_Required work_
Each record below should appear again exactly as written.

_Task material_

-- begin --

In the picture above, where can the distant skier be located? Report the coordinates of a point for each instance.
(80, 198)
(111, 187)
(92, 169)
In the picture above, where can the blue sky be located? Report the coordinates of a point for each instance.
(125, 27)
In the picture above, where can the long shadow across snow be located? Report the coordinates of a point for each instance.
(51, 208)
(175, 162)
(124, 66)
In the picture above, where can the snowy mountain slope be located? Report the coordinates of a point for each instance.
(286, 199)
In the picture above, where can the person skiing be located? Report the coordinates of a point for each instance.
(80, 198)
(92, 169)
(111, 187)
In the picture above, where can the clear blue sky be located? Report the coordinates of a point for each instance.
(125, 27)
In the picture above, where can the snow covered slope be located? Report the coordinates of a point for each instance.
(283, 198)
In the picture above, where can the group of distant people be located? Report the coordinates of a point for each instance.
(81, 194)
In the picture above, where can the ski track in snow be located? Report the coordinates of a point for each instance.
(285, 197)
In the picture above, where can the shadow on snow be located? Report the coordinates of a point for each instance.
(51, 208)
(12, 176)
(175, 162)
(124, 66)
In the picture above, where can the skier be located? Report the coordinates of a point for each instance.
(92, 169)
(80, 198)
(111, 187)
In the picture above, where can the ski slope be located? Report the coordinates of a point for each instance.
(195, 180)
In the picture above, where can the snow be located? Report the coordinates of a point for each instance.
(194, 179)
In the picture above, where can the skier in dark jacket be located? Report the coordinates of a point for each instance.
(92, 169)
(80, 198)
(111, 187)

-- end --

_Response below_
In the picture above, where can the distant skier be located? Report the coordinates of a point for each instance.
(80, 198)
(111, 187)
(92, 169)
In the picture above, where can the blue sky be located? Report the coordinates of a point for each instance.
(125, 27)
In the picture above, where can the long shadow across snow be located? Report the coordinates of a point for each instance.
(51, 208)
(175, 162)
(124, 66)
In the picture above, where can the snowy mountain slope be located? Report the coordinates of a point for each instance.
(286, 199)
In the picture above, where can the person skiing be located? Report the coordinates of a point for each instance.
(80, 198)
(92, 169)
(111, 187)
In the picture above, where can the clear blue sky be located? Report the coordinates of a point for each instance.
(125, 27)
In the picture above, where can the snow covered slope be located? Report the coordinates of a point for each instance.
(283, 198)
In the picture above, where can the group of distant people be located? Report the coordinates of a point for each instance.
(81, 194)
In the picture above, where can the ski track in snow be located? Report the coordinates of a point for each instance.
(285, 197)
In the picture above, where can the shadow on snow be located? Report the coordinates of a point for each instance.
(51, 208)
(12, 176)
(175, 162)
(124, 66)
In the picture above, where can the skier be located? Report the coordinates of a point for each instance.
(92, 169)
(80, 198)
(111, 187)
In the picture above, where can the ski slope be located? Report the coordinates of a point for each instance.
(195, 180)
In the picture above, where can the snow be located? Report the coordinates of a point for each instance.
(194, 179)
In the picture above, where can the skier in dark jacket be located? Report the coordinates of a point for each instance.
(92, 169)
(80, 198)
(111, 187)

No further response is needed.